■ **Trecho selecionado**:
• • • • •
No cárcere a ideia em parar com a droga era repensada todos os dias. Mas ele não tinha incentivos pra que isso acontecesse. Então, em dezembro de 2017, teve a liberdade concedida. E continuou em Tubarão. Numa das noites, sob um viaduto, a roda do crack voou alta. Ele e outros chapas combinavam em assaltar um posto de combustíveis. Mas, como um sinal, algo aconteceu. Naquela noite, uma Kombi com freiras da Pastoral da Rua, surgiu no viaduto. Com medo, a turma correu. Patrick permaneceu. Munidas com marmitas, também ofereceram ajuda. Pediram que ele entrasse no veículo e saísse das ruas, que deixasse a droga. Ele não aceitou. No entanto, assim que foram embora, a galera da pesada se reuniu. Patrick, devagar, deixou o local e rumou até o endereço das irmãs. “Tenho certeza que foi um sinal. Era hora de virar gente”, disse. Ele então chegou à casa das freiras, ainda de madrugada e, na rua, dormiu. Pela manhã, foi avistado por elas.

Acolhido, foi encaminhado a uma casa para a recuperação de dependentes químicos. Era coordenada por freis franciscanos da Ordem, o Caminho. “Soube que era um sinal divino. Algo me tocou”, disse. Ao mesmo tempo em que fora atendido, a turma sob o viaduto, era presa. Os planos do assalto deram errado. Não prestou. Enquanto isso, Patrick começava o próprio plano: o de ser salvo.

No dia 20 de março de 2018, ao completar 31 anos, Patrick ganhou o seu segundo bolo de aniversário. Ele havia acabado de chegar ao abrigo dos freis, em Laguna, Santa Catarina. Estava infestado de esperanças. Um recomeço. Uma nova vida. Lá, permaneceu três meses sóbrio. Acreditando na sua recuperação, foi transferido à Corbélia, no Paraná, também no abrigo dos freis.

Passados outros três meses, foi vencido. Derrotado mais uma vez, caiu na tentação das drogas. Desacreditado em si mesmo, retornou às origens e buscou o colo da tia. Começava tudo de novo. Uma tortura sem fim. No entanto, não demorou muito para tentar retomar os rumos escolhidos. Por escolhas e vontades próprias, buscou ajuda, de novo, junto aos freis, em Laguna. Aceito na entidade, ficou 15 meses sem a química tóxica.

Acontece que uma guerra não se vence por inteira, de uma hora a outra. Em meio a tantas batalhas, Patrick fraquejou. Sóbrio, foi visitar a família no Natal de 2019. Mas, numa de suas saídas, foi vencido. “Eu voltei ao abrigo e menti aos freis que não havia usado. Menti a eles e, principalmente, a mim mesmo”, disse. Foi então que, revoltado com ele mesmo, fugiu. Nas ruas, a queda ao abismo foi imensa. Por alguns meses, se transformou num trapo humano.

“Teve um dia que um padre me viu na rua e, com dó, me levou até um outro lar. Fiquei lá por quatro meses, sóbrio”, lembrou. Já era julho de 2020, quando os freis souberam onde estava e foram até Patrick. Lá, as mãos foram estendidas, mais uma vez. “Desde fevereiro do ano passado, estou sem usar drogas. Agora, estou certo da minha missão nessa vida. Sei o que desejo. E quero voltar todo o bem que recebi a outras pessoas. Não sou melhor e nem pior que ninguém. Sou apenas diferente”, disse.
• • • • •
Segundo o trecho selecionado, em que data Patrick completou 31 anos e ganhou seu segundo bolo de aniversário?
• • • • •
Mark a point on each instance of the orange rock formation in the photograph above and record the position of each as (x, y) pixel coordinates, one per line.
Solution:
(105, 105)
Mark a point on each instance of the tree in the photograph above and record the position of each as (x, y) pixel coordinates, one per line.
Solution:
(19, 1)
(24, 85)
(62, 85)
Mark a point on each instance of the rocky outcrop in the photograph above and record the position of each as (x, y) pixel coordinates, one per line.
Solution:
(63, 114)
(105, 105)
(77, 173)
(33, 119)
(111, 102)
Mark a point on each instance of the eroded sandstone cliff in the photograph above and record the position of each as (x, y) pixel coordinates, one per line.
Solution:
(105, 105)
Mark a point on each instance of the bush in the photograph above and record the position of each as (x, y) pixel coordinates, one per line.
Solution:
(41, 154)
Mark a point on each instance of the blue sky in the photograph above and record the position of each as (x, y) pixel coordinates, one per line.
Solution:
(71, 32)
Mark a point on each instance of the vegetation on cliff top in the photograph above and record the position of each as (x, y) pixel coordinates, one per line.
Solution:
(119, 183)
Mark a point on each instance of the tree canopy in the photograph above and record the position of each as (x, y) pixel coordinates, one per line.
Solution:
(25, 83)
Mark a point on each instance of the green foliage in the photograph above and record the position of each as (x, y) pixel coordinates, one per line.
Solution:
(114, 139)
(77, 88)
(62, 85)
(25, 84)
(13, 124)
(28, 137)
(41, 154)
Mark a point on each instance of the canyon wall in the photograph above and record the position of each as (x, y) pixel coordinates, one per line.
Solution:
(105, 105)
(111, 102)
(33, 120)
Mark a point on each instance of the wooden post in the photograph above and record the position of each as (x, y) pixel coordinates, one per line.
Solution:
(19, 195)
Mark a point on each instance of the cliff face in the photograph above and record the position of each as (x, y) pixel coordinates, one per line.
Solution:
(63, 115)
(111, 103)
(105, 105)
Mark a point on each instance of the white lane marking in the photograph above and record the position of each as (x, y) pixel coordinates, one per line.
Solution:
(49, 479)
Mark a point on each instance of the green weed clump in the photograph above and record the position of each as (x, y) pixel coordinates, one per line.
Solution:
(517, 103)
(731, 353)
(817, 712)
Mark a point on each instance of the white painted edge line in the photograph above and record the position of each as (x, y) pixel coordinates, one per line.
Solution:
• • • • •
■ **Resposta da atividade**: Em 20 de março de 2018.